» Document text
^^^^^^^^^^^^^^^^

Professor Gilles Edan, the chief neuroscientist at the hospital where the trial took place, said four men have "neurological problems", of whom three could have "irreversible" brain damage, another of the men has been declared brain-dead.

One of the men is being kept in hospital, but is in a less critical condition.

Six previously healthy medical volunteers are now in hospital after taking part in the botched drug test at a private clinic in western France, the Health Ministry said.

The drug trial, which was testing a new painkiller compound, involved 90 healthy volunteers who were given the experimental drug in varying doses, France's health minister Marisol Touraine told a news conference in Rennes.

Professor Edan said there is no known antidote to the experimental drug.

The prosecutor's office has opened an investigation into what Ms Touraine called "an accident of exceptional gravity ... without precedence" in France at the Biotrial lab in Rennes.

The six men in hospital, aged between 28 and 49, were healthy when the trial began on 7 January, Ms Touraine said, adding that one man now classified as brain-dead was admitted to Rennes Hospital on Sunday.

Biotrial, a research company for the reported drug manufacturers, Bial, have defended their drugs safety testing record following the incident.

A spokesperson for Biotrial said it was being conducted in “full compliance with international regulations” and its own procedures, which includes health monitoring.

The drug was based on a natural brain compound similar to the active ingredient in marijuana, Professor Eden confirmed.

Ms Touraine said the medication was not based on cannabis, as some media reports claimed. She urged calm, saying that no drug on the market was implicated in the failed trial. She said the drug was produced by the Portuguese pharmaceutical company Bial.

All the other volunteers are being contacted, Ms Touraine said.

^^^^^^^^^^^^^^^^

» Recorded data
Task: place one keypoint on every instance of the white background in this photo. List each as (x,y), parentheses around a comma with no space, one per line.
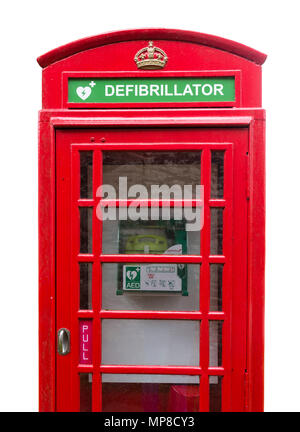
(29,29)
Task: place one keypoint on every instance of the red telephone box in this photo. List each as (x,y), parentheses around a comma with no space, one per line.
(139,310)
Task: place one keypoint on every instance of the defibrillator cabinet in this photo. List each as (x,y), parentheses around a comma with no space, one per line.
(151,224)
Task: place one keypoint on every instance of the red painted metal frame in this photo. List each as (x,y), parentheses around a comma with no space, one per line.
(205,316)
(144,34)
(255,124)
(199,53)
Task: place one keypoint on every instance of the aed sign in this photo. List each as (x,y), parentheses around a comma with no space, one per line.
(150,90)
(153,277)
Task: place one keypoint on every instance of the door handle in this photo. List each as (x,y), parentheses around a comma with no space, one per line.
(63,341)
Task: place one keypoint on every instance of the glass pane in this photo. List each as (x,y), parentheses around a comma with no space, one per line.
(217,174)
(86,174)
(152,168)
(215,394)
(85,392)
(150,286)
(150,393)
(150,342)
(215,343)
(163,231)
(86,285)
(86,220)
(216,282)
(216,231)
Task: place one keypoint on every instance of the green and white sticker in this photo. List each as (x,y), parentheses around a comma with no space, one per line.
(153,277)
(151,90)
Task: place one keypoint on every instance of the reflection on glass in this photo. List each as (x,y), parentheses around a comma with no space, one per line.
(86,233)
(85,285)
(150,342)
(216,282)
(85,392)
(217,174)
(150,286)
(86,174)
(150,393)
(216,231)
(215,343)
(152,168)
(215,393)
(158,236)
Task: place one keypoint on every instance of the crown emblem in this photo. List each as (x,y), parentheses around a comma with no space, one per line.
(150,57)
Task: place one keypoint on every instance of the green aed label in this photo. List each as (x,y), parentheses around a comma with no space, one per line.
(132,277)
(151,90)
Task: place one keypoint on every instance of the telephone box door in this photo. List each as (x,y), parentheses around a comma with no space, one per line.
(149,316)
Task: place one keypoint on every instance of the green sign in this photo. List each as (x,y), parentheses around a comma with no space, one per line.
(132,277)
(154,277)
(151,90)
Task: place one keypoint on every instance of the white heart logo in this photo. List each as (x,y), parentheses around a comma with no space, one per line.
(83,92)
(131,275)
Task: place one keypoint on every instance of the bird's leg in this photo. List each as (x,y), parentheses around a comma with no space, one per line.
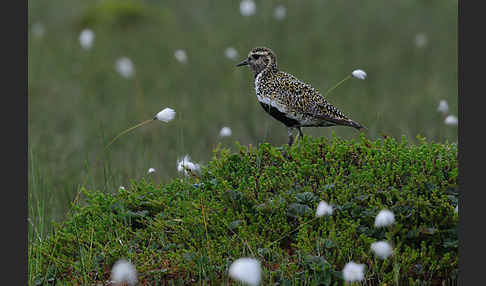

^^^^^^^^^^^^^^^^

» Task 1
How many healthy volunteers were in the drug trial described in the drug trial text?
» Task 2
List every phrase that the drug trial text puts in quotation marks.
» Task 3
In the drug trial text, rewrite the passage from "Professor Gilles Edan, the" to "Health Ministry said.", substituting "brain injury" for "brain damage".

» Your response 1
90

» Your response 2
- "neurological problems"
- "irreversible"
- "an accident of exceptional gravity ... without precedence"
- "full compliance with international regulations"

» Your response 3
Professor Gilles Edan, the chief neuroscientist at the hospital where the trial took place, said four men have "neurological problems", of whom three could have "irreversible" brain injury, another of the men has been declared brain-dead.

One of the men is being kept in hospital, but is in a less critical condition.

Six previously healthy medical volunteers are now in hospital after taking part in the botched drug test at a private clinic in western France, the Health Ministry said.